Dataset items
*-*-*

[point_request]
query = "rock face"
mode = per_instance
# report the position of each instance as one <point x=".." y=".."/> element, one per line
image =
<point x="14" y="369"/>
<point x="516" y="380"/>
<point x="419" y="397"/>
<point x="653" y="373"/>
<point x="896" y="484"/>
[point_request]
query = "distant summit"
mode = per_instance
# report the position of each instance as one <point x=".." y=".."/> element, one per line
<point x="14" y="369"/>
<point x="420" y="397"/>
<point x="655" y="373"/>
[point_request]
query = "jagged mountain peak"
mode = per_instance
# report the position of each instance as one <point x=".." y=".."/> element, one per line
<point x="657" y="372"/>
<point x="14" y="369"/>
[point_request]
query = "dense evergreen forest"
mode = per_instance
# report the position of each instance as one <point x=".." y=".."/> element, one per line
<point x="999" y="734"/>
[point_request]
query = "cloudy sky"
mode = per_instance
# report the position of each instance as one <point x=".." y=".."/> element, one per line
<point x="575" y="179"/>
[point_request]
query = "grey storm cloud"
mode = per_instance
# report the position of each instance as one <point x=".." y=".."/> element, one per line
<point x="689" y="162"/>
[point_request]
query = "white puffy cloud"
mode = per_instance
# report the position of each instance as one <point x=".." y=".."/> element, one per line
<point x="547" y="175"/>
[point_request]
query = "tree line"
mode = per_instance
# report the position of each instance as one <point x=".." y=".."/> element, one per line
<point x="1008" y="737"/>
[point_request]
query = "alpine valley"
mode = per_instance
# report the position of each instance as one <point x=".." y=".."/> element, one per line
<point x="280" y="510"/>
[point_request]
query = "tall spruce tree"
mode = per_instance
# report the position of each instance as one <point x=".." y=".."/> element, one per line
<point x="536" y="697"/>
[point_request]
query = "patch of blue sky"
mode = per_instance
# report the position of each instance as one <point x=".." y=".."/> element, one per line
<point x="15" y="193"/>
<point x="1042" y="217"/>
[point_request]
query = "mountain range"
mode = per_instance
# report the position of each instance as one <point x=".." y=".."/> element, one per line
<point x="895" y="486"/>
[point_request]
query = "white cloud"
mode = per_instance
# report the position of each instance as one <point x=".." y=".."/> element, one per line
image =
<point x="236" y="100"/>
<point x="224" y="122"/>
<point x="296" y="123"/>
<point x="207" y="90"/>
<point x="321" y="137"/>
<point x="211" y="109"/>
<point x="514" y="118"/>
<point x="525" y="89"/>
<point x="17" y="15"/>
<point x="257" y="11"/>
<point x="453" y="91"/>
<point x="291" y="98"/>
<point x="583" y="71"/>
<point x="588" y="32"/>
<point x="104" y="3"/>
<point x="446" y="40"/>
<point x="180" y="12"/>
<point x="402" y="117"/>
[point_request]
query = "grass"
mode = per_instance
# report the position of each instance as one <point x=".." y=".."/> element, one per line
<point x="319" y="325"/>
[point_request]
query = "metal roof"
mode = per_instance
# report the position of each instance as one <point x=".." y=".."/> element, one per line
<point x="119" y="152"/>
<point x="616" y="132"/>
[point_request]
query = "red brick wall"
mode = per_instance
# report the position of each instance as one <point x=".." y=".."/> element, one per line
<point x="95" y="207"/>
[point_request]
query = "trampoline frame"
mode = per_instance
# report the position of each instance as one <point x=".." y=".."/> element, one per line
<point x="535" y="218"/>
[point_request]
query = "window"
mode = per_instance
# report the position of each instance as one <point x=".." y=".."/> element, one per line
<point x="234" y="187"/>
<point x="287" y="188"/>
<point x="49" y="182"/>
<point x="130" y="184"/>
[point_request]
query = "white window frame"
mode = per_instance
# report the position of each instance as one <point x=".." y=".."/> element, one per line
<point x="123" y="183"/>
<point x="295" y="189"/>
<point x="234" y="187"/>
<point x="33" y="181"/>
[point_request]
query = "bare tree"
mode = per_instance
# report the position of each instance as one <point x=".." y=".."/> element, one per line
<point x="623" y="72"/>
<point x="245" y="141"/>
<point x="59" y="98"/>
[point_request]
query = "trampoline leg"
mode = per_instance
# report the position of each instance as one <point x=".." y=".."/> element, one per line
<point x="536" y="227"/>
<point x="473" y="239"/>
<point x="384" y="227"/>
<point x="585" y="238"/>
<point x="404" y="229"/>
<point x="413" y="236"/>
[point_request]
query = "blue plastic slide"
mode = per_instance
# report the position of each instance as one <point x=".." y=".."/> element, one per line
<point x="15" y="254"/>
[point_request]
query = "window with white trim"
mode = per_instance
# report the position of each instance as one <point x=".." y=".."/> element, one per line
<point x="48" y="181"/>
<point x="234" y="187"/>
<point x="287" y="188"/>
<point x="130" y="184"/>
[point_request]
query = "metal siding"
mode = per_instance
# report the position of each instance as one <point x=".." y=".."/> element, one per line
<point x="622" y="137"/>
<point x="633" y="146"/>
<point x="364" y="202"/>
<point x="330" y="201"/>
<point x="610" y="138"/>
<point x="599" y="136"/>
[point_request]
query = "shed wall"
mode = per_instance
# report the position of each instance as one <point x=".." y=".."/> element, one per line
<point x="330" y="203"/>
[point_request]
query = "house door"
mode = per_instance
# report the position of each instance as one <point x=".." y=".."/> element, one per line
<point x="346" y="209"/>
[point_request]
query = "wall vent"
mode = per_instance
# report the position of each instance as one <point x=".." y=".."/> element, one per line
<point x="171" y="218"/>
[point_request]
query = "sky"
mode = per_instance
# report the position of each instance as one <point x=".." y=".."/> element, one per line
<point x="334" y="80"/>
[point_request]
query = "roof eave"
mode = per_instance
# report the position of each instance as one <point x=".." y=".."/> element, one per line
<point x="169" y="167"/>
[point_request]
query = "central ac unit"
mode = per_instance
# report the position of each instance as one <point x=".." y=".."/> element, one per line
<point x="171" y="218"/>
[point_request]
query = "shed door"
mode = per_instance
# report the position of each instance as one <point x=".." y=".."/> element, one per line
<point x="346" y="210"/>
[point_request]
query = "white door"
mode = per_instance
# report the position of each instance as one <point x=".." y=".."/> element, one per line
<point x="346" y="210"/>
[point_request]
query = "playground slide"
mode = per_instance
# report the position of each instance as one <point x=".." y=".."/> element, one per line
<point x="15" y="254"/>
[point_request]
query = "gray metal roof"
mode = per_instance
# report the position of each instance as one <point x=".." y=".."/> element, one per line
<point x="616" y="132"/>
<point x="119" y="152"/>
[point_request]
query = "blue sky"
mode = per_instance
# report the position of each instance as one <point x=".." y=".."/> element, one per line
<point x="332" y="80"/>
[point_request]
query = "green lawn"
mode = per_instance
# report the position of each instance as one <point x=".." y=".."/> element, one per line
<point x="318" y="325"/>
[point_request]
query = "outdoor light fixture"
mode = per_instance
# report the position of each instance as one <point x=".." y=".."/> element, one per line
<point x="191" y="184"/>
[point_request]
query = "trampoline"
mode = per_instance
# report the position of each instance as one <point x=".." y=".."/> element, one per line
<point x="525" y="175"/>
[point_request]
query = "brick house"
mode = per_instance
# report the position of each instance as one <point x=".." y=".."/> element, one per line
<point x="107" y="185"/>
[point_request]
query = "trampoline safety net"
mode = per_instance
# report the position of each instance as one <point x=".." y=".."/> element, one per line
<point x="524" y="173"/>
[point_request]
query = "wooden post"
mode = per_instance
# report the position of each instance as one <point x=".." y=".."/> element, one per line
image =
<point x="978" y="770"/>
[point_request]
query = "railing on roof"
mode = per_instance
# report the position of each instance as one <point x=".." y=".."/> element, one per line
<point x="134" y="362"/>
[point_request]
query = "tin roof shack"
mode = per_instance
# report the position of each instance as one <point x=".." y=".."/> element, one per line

*-*-*

JOB >>
Nothing may be left out: return each entry exactly as it reads.

OUTPUT FOR THIS EXERCISE >>
[point_request]
query = "rock face"
mode = per_instance
# report the position of each instance as one <point x=".." y=".."/> element, one per line
image =
<point x="14" y="369"/>
<point x="516" y="380"/>
<point x="419" y="397"/>
<point x="653" y="373"/>
<point x="896" y="484"/>
[point_request]
query = "distant summit"
mode = per_instance
# report the position of each instance as one <point x=".." y=".."/> element, one per line
<point x="14" y="369"/>
<point x="420" y="397"/>
<point x="655" y="373"/>
[point_request]
query = "jagged mountain peak"
mode = per_instance
# report the position of each instance as one <point x=".." y=".."/> element, one per line
<point x="657" y="372"/>
<point x="14" y="369"/>
[point_request]
query = "dense evergreen forest"
mode = per_instance
# report the position of each instance as one <point x=".." y=".."/> element, one per line
<point x="999" y="734"/>
[point_request]
query = "cloudy sky"
mode = per_instance
# report the position of each instance as one <point x=".." y=".."/> element, one per line
<point x="575" y="179"/>
[point_request]
query = "grey storm cloud"
mode = per_instance
# report the position of each instance as one <point x=".." y=".."/> element, one per line
<point x="689" y="162"/>
[point_request]
query = "white puffy cloud"
mode = per_instance
# report the position of each instance as one <point x=".." y=".."/> element, one per line
<point x="547" y="175"/>
[point_request]
query = "tree line"
mode = per_instance
# report the position of each instance as one <point x=".." y=".."/> element, one per line
<point x="1008" y="737"/>
[point_request]
query = "alpine valley"
mode = per_instance
# report the position of each instance as one <point x=".." y=".."/> element, one per line
<point x="280" y="510"/>
[point_request]
query = "tall spruce tree"
mode = per_instance
# report the position of each instance as one <point x=".." y=".."/> element, one per line
<point x="536" y="697"/>
[point_request]
query = "patch of blue sky"
mode = per_instance
# report the position of each instance as one <point x=".." y=".."/> element, one per line
<point x="15" y="193"/>
<point x="1042" y="217"/>
[point_request]
query = "mountain range"
mode = per_instance
# report the position of each instance as one <point x=".." y=".."/> element, one per line
<point x="895" y="486"/>
[point_request]
query = "white cloud"
mode = per_instance
# report the position of each instance as one <point x=".." y=".."/> element, one per line
image =
<point x="236" y="100"/>
<point x="224" y="122"/>
<point x="296" y="123"/>
<point x="207" y="90"/>
<point x="321" y="137"/>
<point x="211" y="109"/>
<point x="514" y="118"/>
<point x="525" y="89"/>
<point x="17" y="15"/>
<point x="257" y="11"/>
<point x="453" y="91"/>
<point x="291" y="98"/>
<point x="583" y="71"/>
<point x="588" y="32"/>
<point x="104" y="3"/>
<point x="446" y="40"/>
<point x="180" y="12"/>
<point x="402" y="117"/>
[point_request]
query = "grass"
mode = per_instance
# report the position of each instance as one <point x=".." y=".."/> element, one per line
<point x="319" y="325"/>
[point_request]
query = "metal roof"
mode = per_instance
# report the position of each instance as one <point x=".." y=".."/> element, one per line
<point x="119" y="152"/>
<point x="616" y="132"/>
[point_request]
query = "red brick wall"
mode = per_instance
# report the position of each instance as one <point x=".." y=".."/> element, one per line
<point x="95" y="207"/>
[point_request]
query = "trampoline frame"
mode = per_instance
# report the position of each instance as one <point x=".." y=".."/> element, one per line
<point x="535" y="218"/>
[point_request]
query = "window"
mode = per_instance
# report the position of each instance as one <point x=".." y=".."/> element, one per line
<point x="234" y="187"/>
<point x="287" y="188"/>
<point x="49" y="182"/>
<point x="130" y="184"/>
[point_request]
query = "white window frame"
mode = per_instance
# report the position of each instance as one <point x=".." y=".."/> element, one per line
<point x="123" y="183"/>
<point x="295" y="189"/>
<point x="234" y="187"/>
<point x="33" y="181"/>
[point_request]
query = "bare tree"
mode = per_instance
# report the position of each instance as one <point x=".." y=".."/> element, one per line
<point x="623" y="72"/>
<point x="245" y="141"/>
<point x="59" y="98"/>
[point_request]
query = "trampoline leg"
mode = per_instance
# report the position of each instance as one <point x=".." y=".."/> element, one per line
<point x="536" y="227"/>
<point x="473" y="239"/>
<point x="384" y="227"/>
<point x="585" y="238"/>
<point x="404" y="229"/>
<point x="413" y="236"/>
[point_request]
query = "blue plastic slide"
mode = per_instance
# report the position of each instance as one <point x=".." y=".."/> element, one per line
<point x="15" y="254"/>
[point_request]
query = "window with white trim"
mode = per_instance
# report the position of each instance as one <point x=".." y=".."/> element, one per line
<point x="48" y="181"/>
<point x="234" y="187"/>
<point x="287" y="188"/>
<point x="130" y="184"/>
[point_request]
query = "metal siding"
mode = per_instance
# report the position of each instance as one <point x=".." y=".."/> element, one per line
<point x="622" y="137"/>
<point x="633" y="146"/>
<point x="364" y="202"/>
<point x="330" y="201"/>
<point x="610" y="138"/>
<point x="599" y="136"/>
[point_request]
query = "shed wall"
mode = per_instance
# report the position of each instance as one <point x=".." y=".."/> element, one per line
<point x="330" y="203"/>
[point_request]
query = "house door"
mode = per_instance
# report the position of each instance as one <point x=".." y=".."/> element, one per line
<point x="346" y="209"/>
[point_request]
query = "wall vent"
mode = per_instance
# report the position of each instance as one <point x=".." y=".."/> element, one per line
<point x="171" y="218"/>
[point_request]
query = "sky"
mode = per_instance
# report the position of each instance as one <point x=".." y=".."/> element, one per line
<point x="334" y="80"/>
[point_request]
query = "roof eave"
mode = per_instance
# report the position of each instance as one <point x=".." y=".."/> element, one per line
<point x="169" y="167"/>
[point_request]
query = "central ac unit"
mode = per_instance
# report the position of each instance as one <point x=".." y=".."/> element, one per line
<point x="171" y="218"/>
[point_request]
query = "shed door"
mode = per_instance
# report the position of each instance as one <point x=".." y=".."/> element, one per line
<point x="346" y="210"/>
[point_request]
query = "white door"
mode = per_instance
# report the position of each instance as one <point x=".." y=".."/> element, one per line
<point x="346" y="210"/>
[point_request]
query = "playground slide"
mode = per_instance
# report the position of each instance as one <point x=".." y=".."/> element, one per line
<point x="15" y="254"/>
[point_request]
query = "gray metal roof"
mode = per_instance
# report the position of each instance as one <point x=".." y=".."/> element, one per line
<point x="616" y="132"/>
<point x="119" y="152"/>
[point_request]
query = "blue sky"
mode = per_instance
# report the position of each instance as one <point x=".." y=".."/> element, one per line
<point x="332" y="80"/>
[point_request]
query = "green lawn"
mode = per_instance
# report the position of each instance as one <point x=".." y=".."/> element, one per line
<point x="318" y="325"/>
[point_request]
query = "outdoor light fixture"
mode = per_instance
# report the position of each instance as one <point x=".." y=".."/> element, one per line
<point x="191" y="184"/>
[point_request]
query = "trampoline"
mode = per_instance
# report the position of each instance as one <point x=".." y=".."/> element, one per line
<point x="525" y="175"/>
[point_request]
query = "brick house"
mode = per_instance
# report the position of each instance as one <point x=".." y=".."/> element, one per line
<point x="107" y="185"/>
[point_request]
query = "trampoline safety net"
mode = per_instance
# report the position of each instance as one <point x=".." y=".."/> element, one per line
<point x="524" y="173"/>
[point_request]
query = "wooden post"
mode = per_instance
# report the position of each instance as one <point x=".." y=".."/> element, one per line
image =
<point x="978" y="770"/>
[point_request]
query = "railing on roof"
mode = per_instance
# report the position of each instance as one <point x=".." y=".."/> element, one per line
<point x="134" y="362"/>
[point_request]
query = "tin roof shack"
mode = per_instance
# report the position of each instance as one <point x=".." y=".."/> element, one per line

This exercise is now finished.